### PROVIDED DATA:

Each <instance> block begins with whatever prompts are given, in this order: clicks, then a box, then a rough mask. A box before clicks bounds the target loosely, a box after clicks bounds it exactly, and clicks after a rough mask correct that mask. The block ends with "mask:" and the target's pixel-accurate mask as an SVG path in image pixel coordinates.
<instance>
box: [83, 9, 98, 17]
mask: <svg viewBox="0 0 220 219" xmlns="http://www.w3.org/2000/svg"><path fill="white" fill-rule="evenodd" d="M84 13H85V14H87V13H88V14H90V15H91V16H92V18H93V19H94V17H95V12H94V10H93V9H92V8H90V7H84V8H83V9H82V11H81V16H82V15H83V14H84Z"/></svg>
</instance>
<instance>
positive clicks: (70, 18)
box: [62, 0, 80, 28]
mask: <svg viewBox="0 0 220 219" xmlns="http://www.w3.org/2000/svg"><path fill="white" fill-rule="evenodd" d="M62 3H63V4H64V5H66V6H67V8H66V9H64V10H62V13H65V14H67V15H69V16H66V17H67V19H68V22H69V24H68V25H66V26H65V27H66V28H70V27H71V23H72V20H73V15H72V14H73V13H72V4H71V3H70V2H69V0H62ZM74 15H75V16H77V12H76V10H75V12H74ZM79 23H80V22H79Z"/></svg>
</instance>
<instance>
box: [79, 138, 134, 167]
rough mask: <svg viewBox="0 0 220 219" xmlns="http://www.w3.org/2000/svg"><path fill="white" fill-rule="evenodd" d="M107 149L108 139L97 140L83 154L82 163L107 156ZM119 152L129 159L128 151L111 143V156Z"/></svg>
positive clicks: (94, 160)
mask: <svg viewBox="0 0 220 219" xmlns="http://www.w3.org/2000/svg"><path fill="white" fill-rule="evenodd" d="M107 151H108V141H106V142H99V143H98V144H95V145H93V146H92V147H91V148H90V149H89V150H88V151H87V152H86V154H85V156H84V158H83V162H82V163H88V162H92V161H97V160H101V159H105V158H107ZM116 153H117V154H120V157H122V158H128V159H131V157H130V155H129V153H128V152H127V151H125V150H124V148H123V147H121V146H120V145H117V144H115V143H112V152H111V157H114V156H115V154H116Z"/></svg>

### TASK ITEM:
The records above should be repeated word for word.

### RESPONSE TO THE TASK:
Each <instance> block begins with whatever prompts are given, in this order: clicks, then a box, then a rough mask. A box before clicks bounds the target loosely, a box after clicks bounds it exactly, and clicks after a rough mask correct that mask. The block ends with "mask:" and the target's pixel-accurate mask as an SVG path in image pixel coordinates.
<instance>
box: [83, 9, 98, 17]
mask: <svg viewBox="0 0 220 219" xmlns="http://www.w3.org/2000/svg"><path fill="white" fill-rule="evenodd" d="M84 13H85V14H87V13H88V14H90V15H91V16H92V18H93V19H94V17H95V12H94V10H93V9H92V8H90V7H84V8H83V9H82V11H81V16H82V15H83V14H84Z"/></svg>
</instance>
<instance>
positive clicks: (70, 18)
box: [62, 0, 80, 28]
mask: <svg viewBox="0 0 220 219" xmlns="http://www.w3.org/2000/svg"><path fill="white" fill-rule="evenodd" d="M62 3H63V4H64V5H66V6H67V8H66V9H64V10H62V13H65V14H67V15H69V16H66V17H67V19H68V22H69V24H68V25H66V26H65V27H66V28H70V27H71V23H72V20H73V15H72V14H73V13H72V4H71V3H70V2H69V0H62ZM74 15H75V16H77V12H76V10H75V12H74ZM79 23H80V22H79Z"/></svg>
</instance>
<instance>
box: [79, 138, 134, 167]
rough mask: <svg viewBox="0 0 220 219" xmlns="http://www.w3.org/2000/svg"><path fill="white" fill-rule="evenodd" d="M107 149L108 139L97 140L83 154L82 163L107 156ZM119 152L129 159L128 151L111 143V156Z"/></svg>
positive clicks: (94, 160)
mask: <svg viewBox="0 0 220 219" xmlns="http://www.w3.org/2000/svg"><path fill="white" fill-rule="evenodd" d="M107 151H108V141H106V142H99V143H98V144H95V145H93V146H92V147H91V148H90V149H89V150H88V151H87V152H86V154H85V156H84V158H83V162H82V163H88V162H92V161H97V160H101V159H105V158H107ZM116 153H117V154H120V157H122V158H128V159H131V157H130V155H129V153H128V152H127V151H125V150H124V148H123V147H121V146H120V145H117V144H115V143H112V152H111V157H114V156H115V154H116Z"/></svg>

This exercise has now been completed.